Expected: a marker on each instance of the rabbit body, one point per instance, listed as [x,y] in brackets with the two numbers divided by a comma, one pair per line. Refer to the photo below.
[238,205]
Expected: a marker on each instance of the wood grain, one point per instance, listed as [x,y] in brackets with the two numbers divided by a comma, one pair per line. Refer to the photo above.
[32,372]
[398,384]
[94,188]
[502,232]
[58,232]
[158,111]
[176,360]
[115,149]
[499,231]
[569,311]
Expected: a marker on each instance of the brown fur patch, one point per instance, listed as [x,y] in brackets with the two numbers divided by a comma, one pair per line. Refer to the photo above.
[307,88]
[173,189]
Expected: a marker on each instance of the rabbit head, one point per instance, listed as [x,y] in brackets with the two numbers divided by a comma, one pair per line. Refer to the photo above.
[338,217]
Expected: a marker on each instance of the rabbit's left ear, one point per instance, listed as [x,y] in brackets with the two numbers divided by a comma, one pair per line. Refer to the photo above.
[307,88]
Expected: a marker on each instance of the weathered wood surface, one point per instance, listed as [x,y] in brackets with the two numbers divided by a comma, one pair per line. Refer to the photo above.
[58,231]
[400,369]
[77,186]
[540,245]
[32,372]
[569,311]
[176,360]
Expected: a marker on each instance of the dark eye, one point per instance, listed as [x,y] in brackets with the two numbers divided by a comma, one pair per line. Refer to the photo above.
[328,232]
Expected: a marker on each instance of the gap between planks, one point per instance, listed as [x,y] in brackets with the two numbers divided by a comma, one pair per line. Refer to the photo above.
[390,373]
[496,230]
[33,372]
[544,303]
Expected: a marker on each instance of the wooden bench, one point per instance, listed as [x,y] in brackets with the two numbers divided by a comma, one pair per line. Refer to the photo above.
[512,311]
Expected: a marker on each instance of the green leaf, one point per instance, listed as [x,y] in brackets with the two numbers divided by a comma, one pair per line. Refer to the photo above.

——

Exercise objective
Nothing in the material should be left out; output it exactly.

Output below
Expected: a marker on each instance of the rabbit body, one point per instance, listed as [x,y] in brackets with the two numbers divided by a comma, one pair per line. Refer to the photo below.
[238,205]
Expected: a marker on each instance of the wood grain, one point per instance, listed as [x,y] in brackets with the two numbers divided by a comma, one pair per line. Refer to the photo above.
[32,372]
[398,384]
[94,188]
[502,232]
[58,232]
[158,111]
[176,360]
[115,149]
[499,231]
[569,311]
Expected: a marker on each instance of the brown fur patch, one point per instance, listed as [x,y] in brackets with the two numbers divided by a comma, one pair per line. Refer to the photo above.
[307,88]
[173,189]
Expected: a marker on each instance of the rabbit head, one point per instance, listed as [x,y] in brackets with the two numbers divided by a comma, one pair per line. Refer to the photo above.
[338,217]
Expected: a marker on each instance of the rabbit's left ear, one point per instance, listed as [x,y] in brackets with the two numbers divided by a comma, one pair per line. Refer to the photo above.
[307,88]
Expected: a marker on each instance of the weathered wood surface, one point per instance, listed as [x,y] in brackets with the two numbers divided by a comma, one pair per line. Refer to the photo above.
[58,231]
[400,369]
[77,186]
[540,245]
[32,372]
[569,311]
[176,360]
Expected: a marker on each instance of the dark eye, one point per instance, listed as [x,y] in brackets with the two numbers divided by a comma, one pair per line. Refer to the photo above.
[328,232]
Expected: a marker on each instance of the gap between planks, one point per instance, listed as [x,y] in brackets with the two numbers divided by a comma, one pair per line. Refer to the photo above.
[390,373]
[496,230]
[33,372]
[544,303]
Expected: a marker on each instance of the wooden bench, one point per instance, listed as [x,y] in brackets with the two numbers divided by a comma, one pair per line. Refer to the photo above.
[512,311]
Expected: a marker on each instance of the green leaf, one point per instance, listed as [x,y] in brackets with the two numbers divided by a comma, one pair per line. Refer to the photo above.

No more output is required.